Records from a data source:
▶
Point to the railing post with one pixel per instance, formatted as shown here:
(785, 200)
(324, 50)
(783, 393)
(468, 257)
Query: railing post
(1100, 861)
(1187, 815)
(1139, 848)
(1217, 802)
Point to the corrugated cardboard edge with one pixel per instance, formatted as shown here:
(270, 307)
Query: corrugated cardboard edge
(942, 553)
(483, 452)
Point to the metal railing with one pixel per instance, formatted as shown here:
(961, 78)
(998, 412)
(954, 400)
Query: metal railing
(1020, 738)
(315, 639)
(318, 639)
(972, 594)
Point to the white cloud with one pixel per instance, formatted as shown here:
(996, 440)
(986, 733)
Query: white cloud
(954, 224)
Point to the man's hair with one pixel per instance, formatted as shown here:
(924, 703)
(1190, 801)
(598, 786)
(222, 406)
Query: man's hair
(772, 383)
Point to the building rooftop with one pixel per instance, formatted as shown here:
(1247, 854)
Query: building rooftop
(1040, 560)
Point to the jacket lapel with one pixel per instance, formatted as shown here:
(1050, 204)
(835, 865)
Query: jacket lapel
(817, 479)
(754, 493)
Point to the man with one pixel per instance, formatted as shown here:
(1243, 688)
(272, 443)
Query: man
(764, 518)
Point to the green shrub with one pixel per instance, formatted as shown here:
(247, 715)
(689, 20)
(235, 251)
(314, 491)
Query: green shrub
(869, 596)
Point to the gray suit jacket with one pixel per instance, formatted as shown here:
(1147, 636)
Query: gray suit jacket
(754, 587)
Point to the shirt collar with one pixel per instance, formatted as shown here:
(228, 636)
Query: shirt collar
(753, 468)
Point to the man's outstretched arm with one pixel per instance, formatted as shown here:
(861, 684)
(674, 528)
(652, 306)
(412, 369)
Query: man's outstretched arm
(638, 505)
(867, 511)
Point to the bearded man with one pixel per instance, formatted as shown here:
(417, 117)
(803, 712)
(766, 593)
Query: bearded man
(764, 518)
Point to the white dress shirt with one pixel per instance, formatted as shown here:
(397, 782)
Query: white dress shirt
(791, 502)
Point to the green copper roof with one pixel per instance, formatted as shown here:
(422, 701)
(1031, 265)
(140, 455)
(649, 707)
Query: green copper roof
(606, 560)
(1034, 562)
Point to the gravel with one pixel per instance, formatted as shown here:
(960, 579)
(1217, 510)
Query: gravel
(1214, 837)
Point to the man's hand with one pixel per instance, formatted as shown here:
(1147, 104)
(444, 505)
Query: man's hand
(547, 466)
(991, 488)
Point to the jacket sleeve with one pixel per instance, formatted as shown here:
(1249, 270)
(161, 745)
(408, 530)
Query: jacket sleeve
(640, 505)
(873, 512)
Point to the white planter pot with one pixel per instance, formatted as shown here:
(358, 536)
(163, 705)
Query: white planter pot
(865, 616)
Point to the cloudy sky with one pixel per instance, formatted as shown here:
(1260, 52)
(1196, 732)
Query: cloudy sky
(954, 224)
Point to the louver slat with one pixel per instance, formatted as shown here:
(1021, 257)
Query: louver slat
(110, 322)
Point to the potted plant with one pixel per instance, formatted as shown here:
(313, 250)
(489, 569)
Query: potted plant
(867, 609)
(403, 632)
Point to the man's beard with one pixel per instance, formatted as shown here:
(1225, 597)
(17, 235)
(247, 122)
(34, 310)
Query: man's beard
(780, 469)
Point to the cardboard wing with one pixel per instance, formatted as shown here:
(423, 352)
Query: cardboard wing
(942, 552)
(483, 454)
◀
What this task involves » Print, without alteration, only the lines above between the one holding "(1247, 854)" and the one holding "Point to the gray", inclusive.

Result for this exercise »
(1247, 854)
Query: building rooftop
(1040, 560)
Point to the jacket lapel with one pixel per instance, formatted as shown here:
(1050, 204)
(835, 865)
Query: jacket lapel
(817, 479)
(754, 493)
Point to the man with one pixel per instance, formatted as shown here:
(1243, 688)
(272, 443)
Query: man
(764, 518)
Point to the green shrub with one pixel per instance, formatted as shown here:
(247, 715)
(689, 20)
(235, 251)
(314, 491)
Query: green shrub
(869, 596)
Point to the gray suit jacket with one pixel per instance, formatted as shown here:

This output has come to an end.